[Opening Supplied data section]

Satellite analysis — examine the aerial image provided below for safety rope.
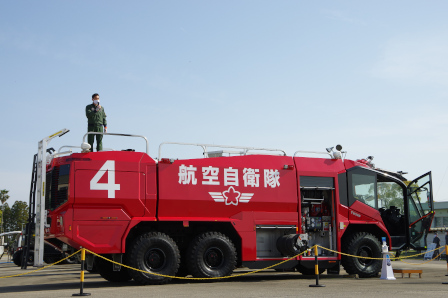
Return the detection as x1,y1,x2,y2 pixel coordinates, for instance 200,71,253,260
0,244,445,279
0,250,81,279
316,245,443,261
85,248,310,280
399,248,446,265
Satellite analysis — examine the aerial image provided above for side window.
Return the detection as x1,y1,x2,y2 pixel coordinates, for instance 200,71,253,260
377,178,404,212
352,173,376,208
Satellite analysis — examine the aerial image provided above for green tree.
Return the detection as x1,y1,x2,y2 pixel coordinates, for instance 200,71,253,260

[Closing Supplied data section]

● **Brief**: All of the data above should be quoted exactly, except for the pictures.

● **Result**:
Satellite analysis — examine the aerial image provided below for safety rope.
Return the detection as x1,y1,x2,y2 pixel coordinates, for instance 200,71,253,260
0,244,445,279
0,250,81,279
316,245,443,261
85,248,310,280
399,248,446,265
Satellite analysis — examine the aerial image provided above for side window.
Return the detection as x1,y1,x2,y2 pixel coordinates, for instance 200,71,253,260
377,178,404,212
352,173,376,208
Satellite analysis — examine the aerial image provided above for green tree.
Return the detection as x1,y1,x2,y2 pixel coordinates, for instance 200,71,253,260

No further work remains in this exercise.